## ФРАГМЕНТ ТЕКСТА
%%

Фраза стала девизом русского самодержавия, только теперь воскресавшего после вековой эпохи диктатуры дворянства.
Аракчеев, вышедший из крестьянской семьи, разоренной провинциальными князьками, был возведен в чин военного коменданта Санкт-Петербурга. Он был очень доволен своим августейшим хозяином. Он тщательно расследовал каждую несправедливость, допущенную во времена Екатерины, и исправлял ее, следуя царскому указу.
Павел понимал, что восстановление попранной справедливости дешево ему не обойдется и от бывшей гвардии нужно обороняться гвардией новой, своей, гатчинцами. Страх погибнуть от шпаги, от яда, от измены был постоянной составляющей его бытия. И тем более делает ему честь, что он не пошел на поводу у своего страха. Князь Чарторыйский, свидетель восшествия Павла I на трон, утверждает, что топот сапог и бряцание оружия заставили забыть обо всей предшествующей роскоши. Костюмы, выражение лиц, походка присутствующих и их род занятий разительным образом отличались от обстановки предыдущего правления: дворец стал похож на гвардейский корпус.

%%

## ВАША ЗАДАЧА
Извлеките из текста о правлении Павла I дословно всё, начиная со слов «Павел понимал, что» и вплоть до слов «на гвардейский корпус.».

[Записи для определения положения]
%%

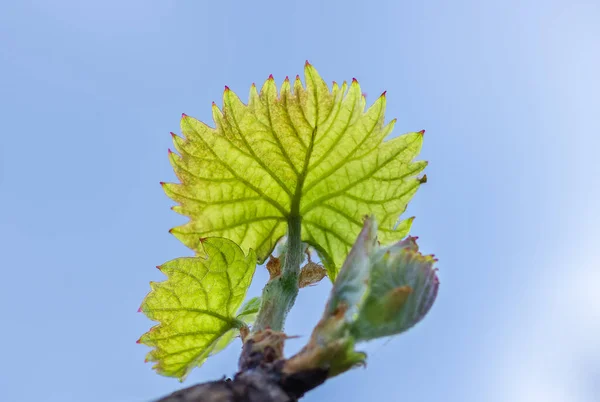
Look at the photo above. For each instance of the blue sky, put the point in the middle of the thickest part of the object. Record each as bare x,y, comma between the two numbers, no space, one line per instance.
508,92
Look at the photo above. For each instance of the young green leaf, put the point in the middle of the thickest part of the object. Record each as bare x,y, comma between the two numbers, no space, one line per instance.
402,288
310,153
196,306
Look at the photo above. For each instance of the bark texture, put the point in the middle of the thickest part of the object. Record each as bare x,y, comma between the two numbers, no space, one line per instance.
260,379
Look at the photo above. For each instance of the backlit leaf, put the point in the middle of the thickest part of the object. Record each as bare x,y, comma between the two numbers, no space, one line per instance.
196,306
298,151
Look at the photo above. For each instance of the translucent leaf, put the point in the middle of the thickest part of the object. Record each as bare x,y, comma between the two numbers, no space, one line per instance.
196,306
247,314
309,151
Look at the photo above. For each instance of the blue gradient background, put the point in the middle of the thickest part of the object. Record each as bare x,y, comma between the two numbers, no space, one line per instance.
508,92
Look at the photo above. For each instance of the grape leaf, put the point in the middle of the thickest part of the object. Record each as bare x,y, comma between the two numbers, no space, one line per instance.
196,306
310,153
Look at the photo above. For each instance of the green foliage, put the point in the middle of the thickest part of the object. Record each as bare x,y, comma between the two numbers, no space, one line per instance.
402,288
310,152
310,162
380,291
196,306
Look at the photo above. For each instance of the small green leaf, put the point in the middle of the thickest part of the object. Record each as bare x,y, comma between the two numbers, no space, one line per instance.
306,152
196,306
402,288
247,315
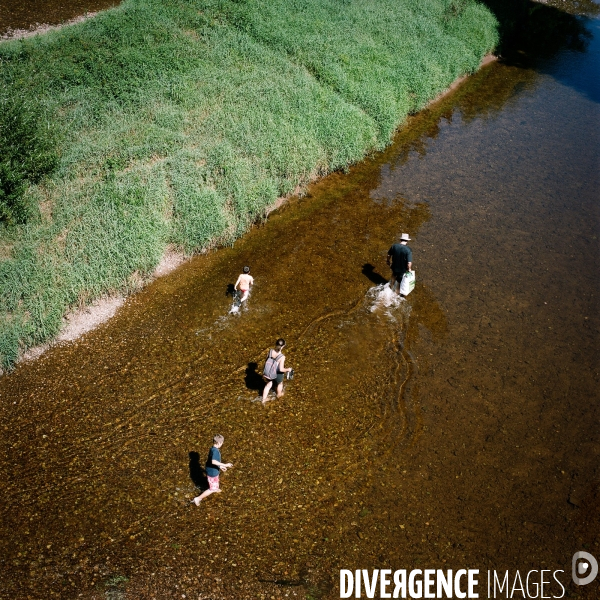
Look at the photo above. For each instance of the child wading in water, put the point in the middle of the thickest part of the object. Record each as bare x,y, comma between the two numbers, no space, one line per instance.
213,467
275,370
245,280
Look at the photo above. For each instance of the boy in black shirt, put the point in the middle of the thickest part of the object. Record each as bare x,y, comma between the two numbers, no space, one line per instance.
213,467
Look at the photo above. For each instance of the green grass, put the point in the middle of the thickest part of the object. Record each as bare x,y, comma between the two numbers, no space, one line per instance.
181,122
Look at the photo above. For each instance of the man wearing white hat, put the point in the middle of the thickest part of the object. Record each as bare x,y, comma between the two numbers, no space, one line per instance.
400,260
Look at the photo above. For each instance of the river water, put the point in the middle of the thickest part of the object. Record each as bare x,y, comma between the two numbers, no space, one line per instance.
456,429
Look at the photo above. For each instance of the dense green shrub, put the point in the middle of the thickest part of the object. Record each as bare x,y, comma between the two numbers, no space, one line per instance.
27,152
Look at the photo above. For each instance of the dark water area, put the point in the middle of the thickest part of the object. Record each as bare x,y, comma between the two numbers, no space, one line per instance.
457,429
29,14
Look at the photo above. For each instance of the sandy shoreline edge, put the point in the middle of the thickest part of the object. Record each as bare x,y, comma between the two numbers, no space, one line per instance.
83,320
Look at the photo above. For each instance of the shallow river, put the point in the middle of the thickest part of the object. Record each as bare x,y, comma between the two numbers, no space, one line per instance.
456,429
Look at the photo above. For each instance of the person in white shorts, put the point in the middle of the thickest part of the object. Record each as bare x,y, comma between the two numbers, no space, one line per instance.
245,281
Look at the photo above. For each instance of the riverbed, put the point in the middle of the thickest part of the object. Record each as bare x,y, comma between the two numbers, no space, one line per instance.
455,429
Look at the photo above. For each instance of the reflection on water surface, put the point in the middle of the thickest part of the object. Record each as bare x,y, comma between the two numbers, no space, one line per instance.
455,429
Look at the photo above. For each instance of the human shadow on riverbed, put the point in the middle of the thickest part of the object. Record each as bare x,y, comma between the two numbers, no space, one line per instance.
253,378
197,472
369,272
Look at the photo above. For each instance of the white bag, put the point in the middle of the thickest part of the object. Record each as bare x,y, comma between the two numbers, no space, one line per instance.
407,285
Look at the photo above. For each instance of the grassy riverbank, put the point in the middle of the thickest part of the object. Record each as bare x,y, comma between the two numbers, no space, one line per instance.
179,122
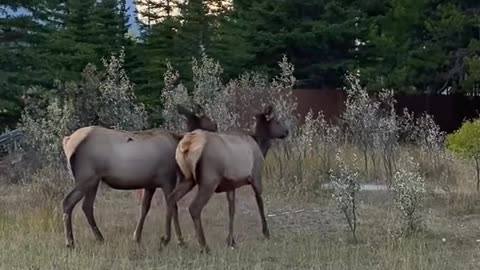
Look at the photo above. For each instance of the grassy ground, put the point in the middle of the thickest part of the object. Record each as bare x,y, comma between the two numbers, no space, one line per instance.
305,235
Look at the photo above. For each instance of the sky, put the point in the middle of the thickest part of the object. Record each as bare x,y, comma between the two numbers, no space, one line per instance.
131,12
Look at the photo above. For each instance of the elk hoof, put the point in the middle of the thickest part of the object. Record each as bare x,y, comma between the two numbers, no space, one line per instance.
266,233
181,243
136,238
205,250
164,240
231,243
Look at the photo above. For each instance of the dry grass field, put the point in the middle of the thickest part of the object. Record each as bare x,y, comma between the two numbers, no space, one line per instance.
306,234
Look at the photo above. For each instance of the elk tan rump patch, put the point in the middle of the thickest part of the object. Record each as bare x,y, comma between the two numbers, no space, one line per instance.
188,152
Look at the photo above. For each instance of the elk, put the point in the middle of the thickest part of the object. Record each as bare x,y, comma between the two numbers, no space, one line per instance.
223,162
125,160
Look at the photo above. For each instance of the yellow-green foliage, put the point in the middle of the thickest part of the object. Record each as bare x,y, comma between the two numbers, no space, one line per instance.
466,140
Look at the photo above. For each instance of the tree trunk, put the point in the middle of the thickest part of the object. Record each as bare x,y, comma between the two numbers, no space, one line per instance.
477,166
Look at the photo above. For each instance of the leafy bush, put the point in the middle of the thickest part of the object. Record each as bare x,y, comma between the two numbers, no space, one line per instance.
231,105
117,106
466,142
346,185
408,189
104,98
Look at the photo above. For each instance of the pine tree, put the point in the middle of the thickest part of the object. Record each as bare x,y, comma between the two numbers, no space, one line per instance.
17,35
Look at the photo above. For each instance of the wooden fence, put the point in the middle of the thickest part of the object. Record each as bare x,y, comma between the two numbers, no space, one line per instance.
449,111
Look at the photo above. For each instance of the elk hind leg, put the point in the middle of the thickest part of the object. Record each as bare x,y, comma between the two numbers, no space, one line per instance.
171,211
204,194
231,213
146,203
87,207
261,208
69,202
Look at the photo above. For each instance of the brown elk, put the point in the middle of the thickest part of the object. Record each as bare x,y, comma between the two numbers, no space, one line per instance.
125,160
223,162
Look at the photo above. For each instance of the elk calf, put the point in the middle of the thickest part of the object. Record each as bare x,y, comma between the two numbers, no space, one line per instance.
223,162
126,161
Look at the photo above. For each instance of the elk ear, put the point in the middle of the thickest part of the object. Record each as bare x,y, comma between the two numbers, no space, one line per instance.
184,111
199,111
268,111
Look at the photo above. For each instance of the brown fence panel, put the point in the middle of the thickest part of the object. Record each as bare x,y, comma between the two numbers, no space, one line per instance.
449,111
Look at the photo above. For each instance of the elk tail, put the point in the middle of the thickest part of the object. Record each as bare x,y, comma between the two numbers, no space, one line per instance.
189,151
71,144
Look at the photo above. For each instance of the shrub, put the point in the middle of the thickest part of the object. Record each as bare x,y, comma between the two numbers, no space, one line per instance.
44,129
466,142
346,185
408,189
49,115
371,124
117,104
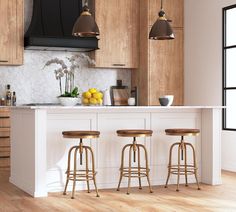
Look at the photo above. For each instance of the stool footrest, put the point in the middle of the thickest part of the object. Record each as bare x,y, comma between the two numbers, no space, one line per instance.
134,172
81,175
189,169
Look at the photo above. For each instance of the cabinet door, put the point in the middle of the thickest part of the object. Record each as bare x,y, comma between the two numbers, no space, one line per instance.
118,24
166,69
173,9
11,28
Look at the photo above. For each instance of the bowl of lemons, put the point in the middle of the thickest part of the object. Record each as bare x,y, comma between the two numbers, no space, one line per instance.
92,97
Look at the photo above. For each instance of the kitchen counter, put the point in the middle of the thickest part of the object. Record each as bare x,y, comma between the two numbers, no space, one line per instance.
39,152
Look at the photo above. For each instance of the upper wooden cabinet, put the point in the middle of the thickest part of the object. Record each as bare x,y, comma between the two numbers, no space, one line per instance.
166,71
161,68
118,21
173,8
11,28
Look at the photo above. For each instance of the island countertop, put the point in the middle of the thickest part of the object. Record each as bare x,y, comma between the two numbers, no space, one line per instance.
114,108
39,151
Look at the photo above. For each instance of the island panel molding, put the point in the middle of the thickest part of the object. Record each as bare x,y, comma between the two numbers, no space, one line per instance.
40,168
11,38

%%

## РЕШЕНИЕ ЗАДАЧИ
Павел понимал, что восстановление попранной справедливости дешево ему не обойдется и от бывшей гвардии нужно обороняться гвардией новой, своей, гатчинцами. Страх погибнуть от шпаги, от яда, от измены был постоянной составляющей его бытия. И тем более делает ему честь, что он не пошел на поводу у своего страха. Князь Чарторыйский, свидетель восшествия Павла I на трон, утверждает, что топот сапог и бряцание оружия заставили забыть обо всей предшествующей роскоши. Костюмы, выражение лиц, походка присутствующих и их род занятий разительным образом отличались от обстановки предыдущего правления: дворец стал похож на гвардейский корпус.